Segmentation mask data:
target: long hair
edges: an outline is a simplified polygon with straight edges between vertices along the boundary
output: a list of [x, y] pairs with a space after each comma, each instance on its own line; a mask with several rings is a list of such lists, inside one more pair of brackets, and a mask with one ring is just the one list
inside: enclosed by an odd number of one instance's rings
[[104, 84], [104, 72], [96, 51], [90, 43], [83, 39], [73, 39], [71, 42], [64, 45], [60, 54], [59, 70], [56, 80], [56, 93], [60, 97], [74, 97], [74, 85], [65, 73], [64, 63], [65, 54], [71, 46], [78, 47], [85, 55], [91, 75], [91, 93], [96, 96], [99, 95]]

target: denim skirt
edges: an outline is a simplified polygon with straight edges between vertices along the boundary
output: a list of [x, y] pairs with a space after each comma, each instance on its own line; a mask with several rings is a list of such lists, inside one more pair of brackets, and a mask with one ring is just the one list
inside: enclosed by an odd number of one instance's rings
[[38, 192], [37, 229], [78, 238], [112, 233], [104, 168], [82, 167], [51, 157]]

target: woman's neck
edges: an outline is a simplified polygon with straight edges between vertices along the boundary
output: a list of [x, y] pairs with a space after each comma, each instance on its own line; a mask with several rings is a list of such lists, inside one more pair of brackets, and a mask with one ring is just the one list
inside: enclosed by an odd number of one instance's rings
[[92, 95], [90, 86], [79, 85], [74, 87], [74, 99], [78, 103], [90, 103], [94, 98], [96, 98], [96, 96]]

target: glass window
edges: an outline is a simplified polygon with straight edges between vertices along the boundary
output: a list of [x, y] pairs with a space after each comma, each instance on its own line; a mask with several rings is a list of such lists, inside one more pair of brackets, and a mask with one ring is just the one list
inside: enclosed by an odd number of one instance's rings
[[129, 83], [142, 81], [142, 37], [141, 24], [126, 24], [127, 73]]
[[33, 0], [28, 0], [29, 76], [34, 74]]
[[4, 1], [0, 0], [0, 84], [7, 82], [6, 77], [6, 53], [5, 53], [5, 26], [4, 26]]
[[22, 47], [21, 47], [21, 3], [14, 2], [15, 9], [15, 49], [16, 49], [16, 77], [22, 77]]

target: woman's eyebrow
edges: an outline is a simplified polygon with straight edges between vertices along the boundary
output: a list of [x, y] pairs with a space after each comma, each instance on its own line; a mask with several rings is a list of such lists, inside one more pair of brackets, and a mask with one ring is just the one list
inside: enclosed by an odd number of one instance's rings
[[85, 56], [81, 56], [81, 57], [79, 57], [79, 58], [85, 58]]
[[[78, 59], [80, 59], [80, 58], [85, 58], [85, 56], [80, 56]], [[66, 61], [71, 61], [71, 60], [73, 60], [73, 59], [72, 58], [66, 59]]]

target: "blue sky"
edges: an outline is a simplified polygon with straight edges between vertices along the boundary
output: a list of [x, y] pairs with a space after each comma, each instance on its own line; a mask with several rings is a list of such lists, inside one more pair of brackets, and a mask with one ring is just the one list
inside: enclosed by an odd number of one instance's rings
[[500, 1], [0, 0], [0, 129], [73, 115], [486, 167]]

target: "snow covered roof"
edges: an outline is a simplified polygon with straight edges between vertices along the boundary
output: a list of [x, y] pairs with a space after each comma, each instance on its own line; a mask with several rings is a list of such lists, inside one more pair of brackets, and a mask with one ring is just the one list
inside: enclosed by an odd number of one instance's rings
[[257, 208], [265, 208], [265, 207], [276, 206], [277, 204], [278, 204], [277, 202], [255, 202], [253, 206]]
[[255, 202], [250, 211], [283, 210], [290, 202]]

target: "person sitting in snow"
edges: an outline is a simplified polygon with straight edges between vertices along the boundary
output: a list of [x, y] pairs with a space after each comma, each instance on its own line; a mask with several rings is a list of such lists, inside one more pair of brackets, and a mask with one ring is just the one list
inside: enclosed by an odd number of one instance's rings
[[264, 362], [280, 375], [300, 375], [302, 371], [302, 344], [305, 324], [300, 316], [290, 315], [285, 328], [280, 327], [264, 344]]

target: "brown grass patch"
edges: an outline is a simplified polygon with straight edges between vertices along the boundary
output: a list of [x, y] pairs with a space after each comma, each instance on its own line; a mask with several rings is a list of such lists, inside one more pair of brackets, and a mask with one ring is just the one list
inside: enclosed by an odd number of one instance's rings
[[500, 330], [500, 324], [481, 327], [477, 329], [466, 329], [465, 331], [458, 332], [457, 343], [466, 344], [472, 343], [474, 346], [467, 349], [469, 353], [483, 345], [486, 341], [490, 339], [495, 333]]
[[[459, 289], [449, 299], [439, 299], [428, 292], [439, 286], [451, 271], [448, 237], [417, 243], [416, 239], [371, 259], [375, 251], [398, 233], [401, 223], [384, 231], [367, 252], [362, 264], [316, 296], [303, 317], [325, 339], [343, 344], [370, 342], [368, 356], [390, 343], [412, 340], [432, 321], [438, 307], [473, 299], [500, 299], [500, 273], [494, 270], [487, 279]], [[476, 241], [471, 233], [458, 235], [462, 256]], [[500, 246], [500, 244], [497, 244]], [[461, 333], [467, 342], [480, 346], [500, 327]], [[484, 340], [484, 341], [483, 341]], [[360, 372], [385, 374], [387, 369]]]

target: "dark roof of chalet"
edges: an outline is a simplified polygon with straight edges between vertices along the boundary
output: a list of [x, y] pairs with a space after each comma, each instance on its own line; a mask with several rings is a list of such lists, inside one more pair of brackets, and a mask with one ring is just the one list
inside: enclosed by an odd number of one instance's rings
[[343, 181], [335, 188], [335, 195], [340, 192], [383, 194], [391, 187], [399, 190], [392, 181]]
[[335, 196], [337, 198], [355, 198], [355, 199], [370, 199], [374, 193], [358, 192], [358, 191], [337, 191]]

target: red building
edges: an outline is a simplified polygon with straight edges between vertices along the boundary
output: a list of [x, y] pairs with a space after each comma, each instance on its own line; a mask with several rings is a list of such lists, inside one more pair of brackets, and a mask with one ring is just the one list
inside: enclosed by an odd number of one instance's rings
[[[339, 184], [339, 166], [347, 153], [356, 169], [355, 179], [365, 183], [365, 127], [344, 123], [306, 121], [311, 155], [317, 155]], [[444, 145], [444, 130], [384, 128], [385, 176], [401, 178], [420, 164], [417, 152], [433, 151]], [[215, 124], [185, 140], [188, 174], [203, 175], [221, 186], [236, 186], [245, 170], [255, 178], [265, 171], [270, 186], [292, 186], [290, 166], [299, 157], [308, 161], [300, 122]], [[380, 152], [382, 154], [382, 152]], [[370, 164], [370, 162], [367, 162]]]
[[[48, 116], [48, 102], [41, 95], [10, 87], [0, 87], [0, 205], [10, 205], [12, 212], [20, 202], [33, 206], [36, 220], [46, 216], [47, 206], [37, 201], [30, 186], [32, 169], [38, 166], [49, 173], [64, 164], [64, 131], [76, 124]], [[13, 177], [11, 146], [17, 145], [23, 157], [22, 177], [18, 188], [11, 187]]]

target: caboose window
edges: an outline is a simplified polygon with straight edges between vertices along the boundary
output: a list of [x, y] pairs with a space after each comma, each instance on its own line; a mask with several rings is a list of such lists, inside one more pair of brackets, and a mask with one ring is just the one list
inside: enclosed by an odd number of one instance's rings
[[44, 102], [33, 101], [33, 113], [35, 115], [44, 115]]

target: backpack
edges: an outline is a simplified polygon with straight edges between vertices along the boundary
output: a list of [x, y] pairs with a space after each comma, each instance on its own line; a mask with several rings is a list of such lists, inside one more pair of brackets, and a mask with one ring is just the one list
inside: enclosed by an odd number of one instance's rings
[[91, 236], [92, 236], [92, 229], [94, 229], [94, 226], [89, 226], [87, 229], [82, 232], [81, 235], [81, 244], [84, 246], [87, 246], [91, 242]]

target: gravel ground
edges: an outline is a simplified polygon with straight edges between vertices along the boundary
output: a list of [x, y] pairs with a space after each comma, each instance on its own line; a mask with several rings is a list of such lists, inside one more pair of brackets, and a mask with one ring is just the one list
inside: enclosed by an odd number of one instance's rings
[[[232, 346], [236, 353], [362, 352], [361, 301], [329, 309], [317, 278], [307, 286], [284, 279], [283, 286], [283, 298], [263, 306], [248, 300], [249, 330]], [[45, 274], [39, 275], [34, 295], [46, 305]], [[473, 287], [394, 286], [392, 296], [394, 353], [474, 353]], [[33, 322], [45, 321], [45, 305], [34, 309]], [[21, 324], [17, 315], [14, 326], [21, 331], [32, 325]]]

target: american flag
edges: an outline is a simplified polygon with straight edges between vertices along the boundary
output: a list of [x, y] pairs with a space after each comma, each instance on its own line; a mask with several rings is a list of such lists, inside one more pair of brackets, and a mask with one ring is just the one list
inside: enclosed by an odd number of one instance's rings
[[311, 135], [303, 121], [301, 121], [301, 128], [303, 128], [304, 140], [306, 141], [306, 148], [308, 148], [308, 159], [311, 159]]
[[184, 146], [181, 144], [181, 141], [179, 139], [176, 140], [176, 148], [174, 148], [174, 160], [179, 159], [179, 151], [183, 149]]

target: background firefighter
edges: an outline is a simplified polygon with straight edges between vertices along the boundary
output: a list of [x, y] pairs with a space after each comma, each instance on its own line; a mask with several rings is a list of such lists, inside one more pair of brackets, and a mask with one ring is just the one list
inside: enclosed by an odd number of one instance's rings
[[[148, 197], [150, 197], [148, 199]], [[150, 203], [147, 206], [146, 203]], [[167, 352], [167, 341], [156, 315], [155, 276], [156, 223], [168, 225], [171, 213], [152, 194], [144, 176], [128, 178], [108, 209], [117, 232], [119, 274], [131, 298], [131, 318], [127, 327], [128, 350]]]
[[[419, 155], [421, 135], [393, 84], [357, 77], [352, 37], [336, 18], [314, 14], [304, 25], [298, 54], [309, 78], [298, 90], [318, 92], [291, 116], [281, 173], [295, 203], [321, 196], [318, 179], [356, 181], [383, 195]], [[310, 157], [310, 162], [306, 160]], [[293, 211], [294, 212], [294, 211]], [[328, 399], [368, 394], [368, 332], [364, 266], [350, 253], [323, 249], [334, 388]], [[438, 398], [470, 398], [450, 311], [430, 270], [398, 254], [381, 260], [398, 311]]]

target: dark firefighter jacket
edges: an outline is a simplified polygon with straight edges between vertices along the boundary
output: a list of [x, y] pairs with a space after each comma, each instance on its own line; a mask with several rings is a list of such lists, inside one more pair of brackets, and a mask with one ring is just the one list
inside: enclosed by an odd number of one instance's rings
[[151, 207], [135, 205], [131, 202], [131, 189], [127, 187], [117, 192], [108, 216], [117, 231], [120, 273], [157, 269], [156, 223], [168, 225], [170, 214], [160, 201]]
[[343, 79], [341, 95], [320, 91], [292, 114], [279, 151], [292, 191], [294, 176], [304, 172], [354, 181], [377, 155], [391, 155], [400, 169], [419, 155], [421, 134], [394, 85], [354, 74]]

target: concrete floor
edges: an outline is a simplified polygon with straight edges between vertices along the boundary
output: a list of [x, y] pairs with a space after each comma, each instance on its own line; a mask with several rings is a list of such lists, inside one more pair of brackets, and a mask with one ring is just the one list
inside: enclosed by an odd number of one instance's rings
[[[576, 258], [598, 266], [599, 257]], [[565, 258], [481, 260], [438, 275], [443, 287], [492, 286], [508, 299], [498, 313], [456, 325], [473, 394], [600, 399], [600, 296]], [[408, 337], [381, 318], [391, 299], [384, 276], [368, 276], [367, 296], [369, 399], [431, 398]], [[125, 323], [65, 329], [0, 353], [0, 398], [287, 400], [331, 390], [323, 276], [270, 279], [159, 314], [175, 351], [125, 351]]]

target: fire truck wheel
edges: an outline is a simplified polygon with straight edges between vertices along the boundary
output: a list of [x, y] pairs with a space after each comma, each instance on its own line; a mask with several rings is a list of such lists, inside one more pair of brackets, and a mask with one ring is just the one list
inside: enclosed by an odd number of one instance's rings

§ **WORK REQUIRED**: After reading the records above, give the number of lines that include "roof", and add nothing else.

§ **TASK SOLUTION**: 2